* AIM OF THE EXERCISE:
Scan the data. Collect each line that contains the word "grass".

* DATA SHOWN:
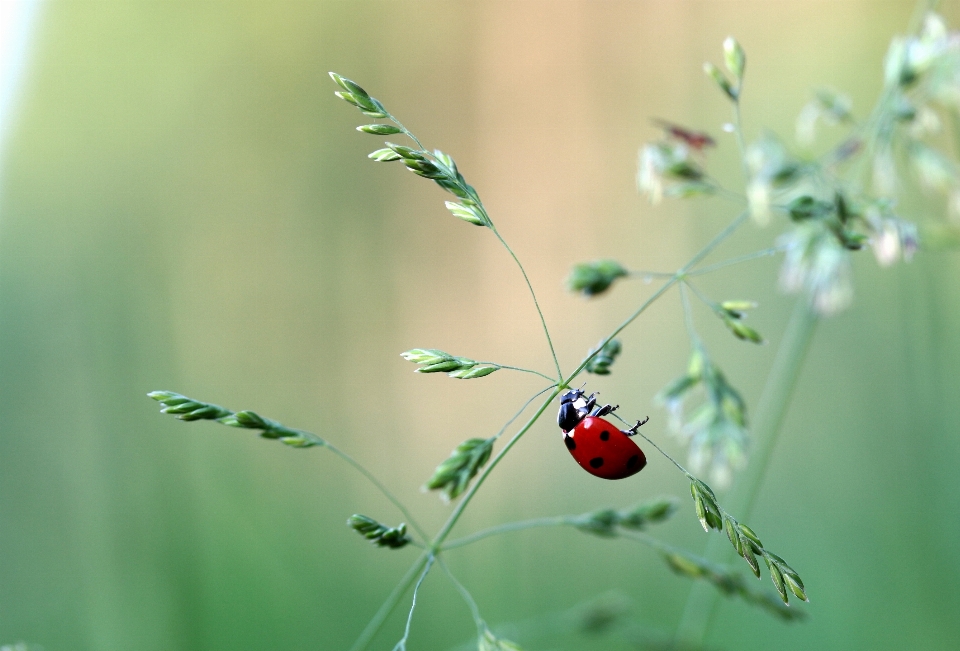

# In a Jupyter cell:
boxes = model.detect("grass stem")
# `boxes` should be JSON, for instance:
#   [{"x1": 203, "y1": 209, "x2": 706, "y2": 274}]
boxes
[
  {"x1": 350, "y1": 209, "x2": 749, "y2": 651},
  {"x1": 489, "y1": 365, "x2": 558, "y2": 382},
  {"x1": 673, "y1": 298, "x2": 818, "y2": 646},
  {"x1": 349, "y1": 552, "x2": 430, "y2": 651},
  {"x1": 392, "y1": 555, "x2": 435, "y2": 650},
  {"x1": 688, "y1": 246, "x2": 784, "y2": 276},
  {"x1": 324, "y1": 443, "x2": 429, "y2": 542},
  {"x1": 437, "y1": 558, "x2": 486, "y2": 632},
  {"x1": 491, "y1": 227, "x2": 564, "y2": 381}
]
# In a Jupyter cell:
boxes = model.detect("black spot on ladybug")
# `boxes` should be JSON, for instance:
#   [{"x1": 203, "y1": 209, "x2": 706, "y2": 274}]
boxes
[
  {"x1": 627, "y1": 454, "x2": 639, "y2": 468},
  {"x1": 599, "y1": 430, "x2": 610, "y2": 441},
  {"x1": 589, "y1": 457, "x2": 604, "y2": 469},
  {"x1": 564, "y1": 435, "x2": 576, "y2": 451}
]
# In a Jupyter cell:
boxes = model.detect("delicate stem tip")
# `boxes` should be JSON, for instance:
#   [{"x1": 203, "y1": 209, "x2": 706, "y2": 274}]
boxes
[{"x1": 723, "y1": 37, "x2": 746, "y2": 82}]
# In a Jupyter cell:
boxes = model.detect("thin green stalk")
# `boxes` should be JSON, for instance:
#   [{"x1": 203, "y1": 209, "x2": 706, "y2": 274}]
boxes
[
  {"x1": 569, "y1": 211, "x2": 748, "y2": 381},
  {"x1": 393, "y1": 554, "x2": 436, "y2": 651},
  {"x1": 386, "y1": 114, "x2": 427, "y2": 152},
  {"x1": 152, "y1": 397, "x2": 430, "y2": 544},
  {"x1": 674, "y1": 298, "x2": 818, "y2": 646},
  {"x1": 441, "y1": 513, "x2": 799, "y2": 625},
  {"x1": 491, "y1": 385, "x2": 558, "y2": 441},
  {"x1": 619, "y1": 529, "x2": 690, "y2": 557},
  {"x1": 688, "y1": 246, "x2": 784, "y2": 276},
  {"x1": 443, "y1": 516, "x2": 572, "y2": 550},
  {"x1": 483, "y1": 364, "x2": 557, "y2": 383},
  {"x1": 436, "y1": 558, "x2": 485, "y2": 632},
  {"x1": 490, "y1": 227, "x2": 563, "y2": 381},
  {"x1": 569, "y1": 277, "x2": 680, "y2": 380},
  {"x1": 349, "y1": 551, "x2": 430, "y2": 651},
  {"x1": 682, "y1": 280, "x2": 715, "y2": 313},
  {"x1": 627, "y1": 269, "x2": 677, "y2": 279},
  {"x1": 704, "y1": 177, "x2": 748, "y2": 204},
  {"x1": 324, "y1": 443, "x2": 429, "y2": 542},
  {"x1": 280, "y1": 431, "x2": 426, "y2": 538},
  {"x1": 682, "y1": 211, "x2": 751, "y2": 274},
  {"x1": 678, "y1": 282, "x2": 700, "y2": 341},
  {"x1": 380, "y1": 109, "x2": 563, "y2": 382},
  {"x1": 631, "y1": 428, "x2": 691, "y2": 477},
  {"x1": 443, "y1": 513, "x2": 690, "y2": 562}
]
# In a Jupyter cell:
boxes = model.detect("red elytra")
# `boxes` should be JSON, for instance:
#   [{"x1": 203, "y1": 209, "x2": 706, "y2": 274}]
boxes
[{"x1": 563, "y1": 416, "x2": 647, "y2": 480}]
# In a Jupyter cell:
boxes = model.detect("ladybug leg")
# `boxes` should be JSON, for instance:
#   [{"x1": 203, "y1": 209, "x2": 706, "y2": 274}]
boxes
[
  {"x1": 621, "y1": 416, "x2": 650, "y2": 437},
  {"x1": 575, "y1": 392, "x2": 599, "y2": 420},
  {"x1": 582, "y1": 392, "x2": 598, "y2": 413},
  {"x1": 591, "y1": 403, "x2": 619, "y2": 418}
]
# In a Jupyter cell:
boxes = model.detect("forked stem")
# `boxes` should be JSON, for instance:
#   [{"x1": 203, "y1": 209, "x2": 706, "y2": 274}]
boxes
[
  {"x1": 349, "y1": 210, "x2": 751, "y2": 651},
  {"x1": 490, "y1": 227, "x2": 564, "y2": 381},
  {"x1": 324, "y1": 444, "x2": 429, "y2": 542},
  {"x1": 349, "y1": 552, "x2": 430, "y2": 651}
]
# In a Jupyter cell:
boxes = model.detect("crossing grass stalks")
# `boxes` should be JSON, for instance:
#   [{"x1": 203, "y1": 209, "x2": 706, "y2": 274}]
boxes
[{"x1": 148, "y1": 5, "x2": 960, "y2": 649}]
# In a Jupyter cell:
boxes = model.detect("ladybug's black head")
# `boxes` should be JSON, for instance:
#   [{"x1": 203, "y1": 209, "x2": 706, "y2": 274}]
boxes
[{"x1": 559, "y1": 388, "x2": 584, "y2": 405}]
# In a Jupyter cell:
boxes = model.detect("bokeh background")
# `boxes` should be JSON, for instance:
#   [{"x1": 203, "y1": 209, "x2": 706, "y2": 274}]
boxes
[{"x1": 1, "y1": 1, "x2": 959, "y2": 650}]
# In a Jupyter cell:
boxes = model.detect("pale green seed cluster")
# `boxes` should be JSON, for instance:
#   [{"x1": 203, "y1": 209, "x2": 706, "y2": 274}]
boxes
[
  {"x1": 657, "y1": 346, "x2": 748, "y2": 487},
  {"x1": 400, "y1": 349, "x2": 500, "y2": 379},
  {"x1": 702, "y1": 36, "x2": 745, "y2": 101},
  {"x1": 565, "y1": 260, "x2": 628, "y2": 297},
  {"x1": 638, "y1": 140, "x2": 713, "y2": 203},
  {"x1": 148, "y1": 391, "x2": 319, "y2": 448},
  {"x1": 584, "y1": 339, "x2": 622, "y2": 375},
  {"x1": 329, "y1": 72, "x2": 387, "y2": 118},
  {"x1": 574, "y1": 497, "x2": 678, "y2": 537},
  {"x1": 478, "y1": 628, "x2": 522, "y2": 651},
  {"x1": 330, "y1": 72, "x2": 491, "y2": 229},
  {"x1": 423, "y1": 438, "x2": 494, "y2": 501},
  {"x1": 690, "y1": 478, "x2": 807, "y2": 605},
  {"x1": 347, "y1": 515, "x2": 410, "y2": 549},
  {"x1": 148, "y1": 391, "x2": 233, "y2": 421},
  {"x1": 717, "y1": 300, "x2": 764, "y2": 344},
  {"x1": 663, "y1": 549, "x2": 804, "y2": 621}
]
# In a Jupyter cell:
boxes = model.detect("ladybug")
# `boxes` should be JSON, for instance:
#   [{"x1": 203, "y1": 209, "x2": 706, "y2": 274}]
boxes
[{"x1": 557, "y1": 388, "x2": 649, "y2": 480}]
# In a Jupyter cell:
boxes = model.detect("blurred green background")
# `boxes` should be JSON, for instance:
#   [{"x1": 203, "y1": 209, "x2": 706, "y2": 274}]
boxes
[{"x1": 1, "y1": 1, "x2": 959, "y2": 649}]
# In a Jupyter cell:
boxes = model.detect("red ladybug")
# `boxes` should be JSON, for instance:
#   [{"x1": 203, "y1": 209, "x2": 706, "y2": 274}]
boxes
[{"x1": 557, "y1": 388, "x2": 648, "y2": 480}]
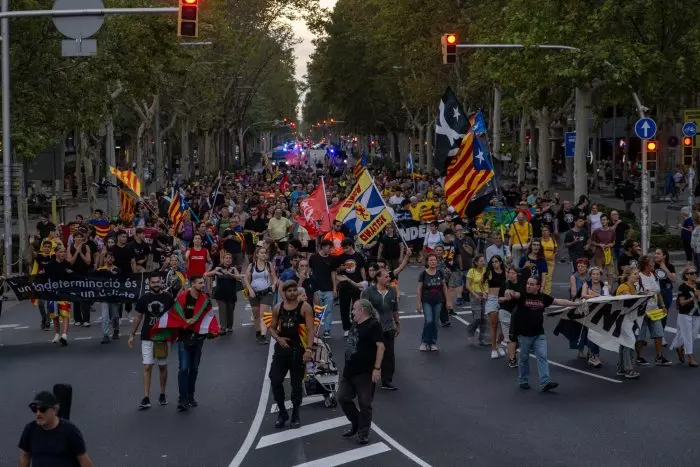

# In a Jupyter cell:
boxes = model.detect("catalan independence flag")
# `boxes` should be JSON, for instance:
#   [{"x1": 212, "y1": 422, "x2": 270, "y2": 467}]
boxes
[
  {"x1": 110, "y1": 166, "x2": 142, "y2": 198},
  {"x1": 168, "y1": 190, "x2": 186, "y2": 231},
  {"x1": 89, "y1": 219, "x2": 110, "y2": 238},
  {"x1": 444, "y1": 127, "x2": 494, "y2": 216},
  {"x1": 119, "y1": 189, "x2": 136, "y2": 222},
  {"x1": 352, "y1": 159, "x2": 366, "y2": 178},
  {"x1": 336, "y1": 170, "x2": 392, "y2": 245}
]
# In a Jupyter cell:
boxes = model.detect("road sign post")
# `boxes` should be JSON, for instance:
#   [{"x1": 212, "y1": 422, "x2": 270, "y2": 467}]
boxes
[{"x1": 634, "y1": 117, "x2": 657, "y2": 255}]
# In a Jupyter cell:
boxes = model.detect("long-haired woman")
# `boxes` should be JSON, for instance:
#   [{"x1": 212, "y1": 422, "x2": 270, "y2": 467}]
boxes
[
  {"x1": 671, "y1": 267, "x2": 700, "y2": 366},
  {"x1": 482, "y1": 255, "x2": 506, "y2": 359},
  {"x1": 636, "y1": 255, "x2": 672, "y2": 366},
  {"x1": 416, "y1": 253, "x2": 449, "y2": 352},
  {"x1": 540, "y1": 225, "x2": 557, "y2": 294},
  {"x1": 518, "y1": 240, "x2": 548, "y2": 293},
  {"x1": 615, "y1": 267, "x2": 641, "y2": 379},
  {"x1": 244, "y1": 245, "x2": 277, "y2": 345},
  {"x1": 580, "y1": 266, "x2": 610, "y2": 368},
  {"x1": 466, "y1": 255, "x2": 489, "y2": 345},
  {"x1": 207, "y1": 252, "x2": 242, "y2": 335}
]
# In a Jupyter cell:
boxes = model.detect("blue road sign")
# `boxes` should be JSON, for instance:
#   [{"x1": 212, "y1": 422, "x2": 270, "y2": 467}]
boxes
[
  {"x1": 634, "y1": 117, "x2": 657, "y2": 140},
  {"x1": 683, "y1": 122, "x2": 697, "y2": 137},
  {"x1": 564, "y1": 132, "x2": 576, "y2": 158}
]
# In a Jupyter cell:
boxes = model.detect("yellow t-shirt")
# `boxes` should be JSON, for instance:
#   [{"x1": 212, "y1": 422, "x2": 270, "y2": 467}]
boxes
[
  {"x1": 409, "y1": 204, "x2": 422, "y2": 221},
  {"x1": 267, "y1": 217, "x2": 291, "y2": 241},
  {"x1": 616, "y1": 283, "x2": 635, "y2": 296},
  {"x1": 467, "y1": 267, "x2": 487, "y2": 294},
  {"x1": 509, "y1": 222, "x2": 531, "y2": 246},
  {"x1": 418, "y1": 201, "x2": 439, "y2": 222},
  {"x1": 541, "y1": 237, "x2": 556, "y2": 261}
]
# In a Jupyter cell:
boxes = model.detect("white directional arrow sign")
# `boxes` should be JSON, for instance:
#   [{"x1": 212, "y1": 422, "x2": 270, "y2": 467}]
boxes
[{"x1": 634, "y1": 117, "x2": 657, "y2": 140}]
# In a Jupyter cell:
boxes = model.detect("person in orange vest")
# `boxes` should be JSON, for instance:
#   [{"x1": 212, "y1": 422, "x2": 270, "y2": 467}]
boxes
[{"x1": 323, "y1": 220, "x2": 345, "y2": 256}]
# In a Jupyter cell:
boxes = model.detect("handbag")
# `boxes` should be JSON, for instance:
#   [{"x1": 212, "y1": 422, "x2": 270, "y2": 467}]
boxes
[
  {"x1": 603, "y1": 247, "x2": 612, "y2": 266},
  {"x1": 153, "y1": 341, "x2": 169, "y2": 359}
]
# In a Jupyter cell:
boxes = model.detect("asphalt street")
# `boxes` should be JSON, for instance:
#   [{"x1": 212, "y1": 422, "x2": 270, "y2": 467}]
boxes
[{"x1": 1, "y1": 261, "x2": 700, "y2": 467}]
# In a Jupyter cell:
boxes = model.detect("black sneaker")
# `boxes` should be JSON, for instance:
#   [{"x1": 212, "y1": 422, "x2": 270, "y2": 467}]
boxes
[
  {"x1": 380, "y1": 382, "x2": 398, "y2": 391},
  {"x1": 256, "y1": 335, "x2": 267, "y2": 345},
  {"x1": 655, "y1": 355, "x2": 672, "y2": 366},
  {"x1": 275, "y1": 411, "x2": 289, "y2": 429},
  {"x1": 541, "y1": 381, "x2": 559, "y2": 392},
  {"x1": 636, "y1": 357, "x2": 650, "y2": 366},
  {"x1": 448, "y1": 309, "x2": 457, "y2": 316},
  {"x1": 508, "y1": 358, "x2": 518, "y2": 368},
  {"x1": 100, "y1": 335, "x2": 111, "y2": 344},
  {"x1": 112, "y1": 330, "x2": 120, "y2": 340},
  {"x1": 290, "y1": 408, "x2": 300, "y2": 428},
  {"x1": 188, "y1": 399, "x2": 198, "y2": 408},
  {"x1": 342, "y1": 426, "x2": 358, "y2": 438},
  {"x1": 158, "y1": 394, "x2": 168, "y2": 406},
  {"x1": 357, "y1": 433, "x2": 369, "y2": 445},
  {"x1": 624, "y1": 371, "x2": 640, "y2": 379},
  {"x1": 519, "y1": 382, "x2": 531, "y2": 390},
  {"x1": 176, "y1": 402, "x2": 189, "y2": 412},
  {"x1": 138, "y1": 397, "x2": 151, "y2": 410},
  {"x1": 440, "y1": 321, "x2": 451, "y2": 328},
  {"x1": 322, "y1": 331, "x2": 331, "y2": 338},
  {"x1": 60, "y1": 336, "x2": 68, "y2": 347}
]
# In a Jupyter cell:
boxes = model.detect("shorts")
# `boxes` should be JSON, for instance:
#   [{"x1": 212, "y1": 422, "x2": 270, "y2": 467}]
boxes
[
  {"x1": 448, "y1": 271, "x2": 463, "y2": 288},
  {"x1": 637, "y1": 316, "x2": 664, "y2": 341},
  {"x1": 498, "y1": 309, "x2": 511, "y2": 343},
  {"x1": 141, "y1": 340, "x2": 168, "y2": 366},
  {"x1": 485, "y1": 295, "x2": 499, "y2": 313},
  {"x1": 249, "y1": 290, "x2": 273, "y2": 307},
  {"x1": 48, "y1": 301, "x2": 71, "y2": 319}
]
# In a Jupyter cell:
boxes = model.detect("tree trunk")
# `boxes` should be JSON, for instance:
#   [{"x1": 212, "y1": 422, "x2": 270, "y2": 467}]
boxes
[
  {"x1": 204, "y1": 130, "x2": 214, "y2": 175},
  {"x1": 105, "y1": 116, "x2": 116, "y2": 218},
  {"x1": 534, "y1": 108, "x2": 552, "y2": 194},
  {"x1": 74, "y1": 129, "x2": 83, "y2": 201},
  {"x1": 418, "y1": 125, "x2": 425, "y2": 171},
  {"x1": 492, "y1": 85, "x2": 502, "y2": 162},
  {"x1": 180, "y1": 117, "x2": 190, "y2": 180},
  {"x1": 79, "y1": 132, "x2": 98, "y2": 213},
  {"x1": 518, "y1": 109, "x2": 527, "y2": 184},
  {"x1": 136, "y1": 123, "x2": 146, "y2": 183},
  {"x1": 574, "y1": 86, "x2": 591, "y2": 201}
]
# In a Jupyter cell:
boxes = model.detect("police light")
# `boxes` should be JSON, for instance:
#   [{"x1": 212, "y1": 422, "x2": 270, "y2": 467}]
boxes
[{"x1": 178, "y1": 0, "x2": 199, "y2": 38}]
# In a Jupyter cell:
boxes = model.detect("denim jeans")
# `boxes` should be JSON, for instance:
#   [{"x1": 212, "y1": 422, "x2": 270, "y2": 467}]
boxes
[
  {"x1": 421, "y1": 302, "x2": 441, "y2": 345},
  {"x1": 38, "y1": 300, "x2": 48, "y2": 325},
  {"x1": 177, "y1": 338, "x2": 205, "y2": 403},
  {"x1": 318, "y1": 291, "x2": 335, "y2": 333},
  {"x1": 101, "y1": 303, "x2": 120, "y2": 336},
  {"x1": 517, "y1": 334, "x2": 550, "y2": 388},
  {"x1": 617, "y1": 346, "x2": 635, "y2": 373}
]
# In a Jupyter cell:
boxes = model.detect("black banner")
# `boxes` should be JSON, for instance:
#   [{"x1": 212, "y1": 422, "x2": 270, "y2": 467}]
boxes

* EXERCISE ANSWER:
boxes = model.detect("grass stem")
boxes = model.detect("crossing grass stalks")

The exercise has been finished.